### Набор заданий
1. Выведите без изменений фрагмент отрывка о Шиваджи, начиная со слов «А сын Шиваджи, которому» и заканчивая словами «идти в бой.».
2. Определите, согласуются ли с отрывком о Шиваджи следующие утверждения, и для каждого ответьте «да» или «нет», точно процитировав решающие слова отрывка: (a) продавец принес в форт манго из Махараштры; (b) сын Шиваджи удерживал власть больше десяти лет после смерти отца; (c) рассказы о Шиваджи звучали в Пуне.

Я верю. Я всем таким рассказам верю. Я верю той единственно правильной и неизменной их мысли, что защитника родины, защитника своего народа сама земля бережет и прячет от недруга. И мне нравилось слушать эти рассказы в Пуне, в самом сердце Махараштры, мне нравилось, что для маратхов Шиваджи и сегодня жив, что они говорят о нем как о родном, своем, каждому близком и знакомом человеке. Вот это, вероятно, и есть "вечная память героям".

В другой маратхской семье мне рассказали, что однажды моголъский император захватил Шиваджи в плен и заточил его в неприступном форту, в самой своей сильной крепости. Все 'были убеждены, что на этот раз для маратхского вождя спасения не будет. Но однажды пришел в форт продавец фруктов, неся на голове огромную корзину манго. Это были плоды из Махараштры, лучшие манго в Индии. Его пропустили в форт, а через некоторое время он вышел оттуда со своей корзиной на голове и смешался с прохожими. И тогда в крепости поднялась тревога - исчез из заточения Шиваджи. Догадались, что сладчайшие манго из Махараштры достались двору дорогой ценой, но след узника уже затерялся в кипучей толпе базарных улиц...

А сын Шиваджи, которому он оставил созданное с таким трудом государство, был беспечен, сластолюбив и недальновиден. Удары, наносимые пешвами и внешними врагами, быстро расшатали его трон. Не прошло и десяти лет со дня смерти его отца, как он, опьяненный сладким вином и уставший от женских ласк, был захвачен Моголами и предан медленной мучительной смерти.

Махараштру присоединили к империи Великих Моголов, "полумесяц которых стал полной луной". Но сразу же черной тенью на сияние этой луны легла всенародная война маратхов. Каждый военачальник, от самого крупного до самого мелкого, поднял своих солдат на борьбу. Каждая женщина побуждала своего мужа и сыновей идти в бой.

### Блок данных
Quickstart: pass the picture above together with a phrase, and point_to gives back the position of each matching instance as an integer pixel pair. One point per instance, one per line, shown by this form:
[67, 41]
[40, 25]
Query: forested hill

### Ответы по заданиям
1.
А сын Шиваджи, которому он оставил созданное с таким трудом государство, был беспечен, сластолюбив и недальновиден. Удары, наносимые пешвами и внешними врагами, быстро расшатали его трон. Не прошло и десяти лет со дня смерти его отца, как он, опьяненный сладким вином и уставший от женских ласк, был захвачен Моголами и предан медленной мучительной смерти.

Махараштру присоединили к империи Великих Моголов, "полумесяц которых стал полной луной". Но сразу же черной тенью на сияние этой луны легла всенародная война маратхов. Каждый военачальник, от самого крупного до самого мелкого, поднял своих солдат на борьбу. Каждая женщина побуждала своего мужа и сыновей идти в бой.

2.
(a) Да: «Это были плоды из Махараштры, лучшие манго в Индии».
(b) Нет: «Не прошло и десяти лет со дня смерти его отца, как он, опьяненный сладким вином и уставший от женских ласк, был захвачен Моголами».
(c) Да: «мне нравилось слушать эти рассказы в Пуне».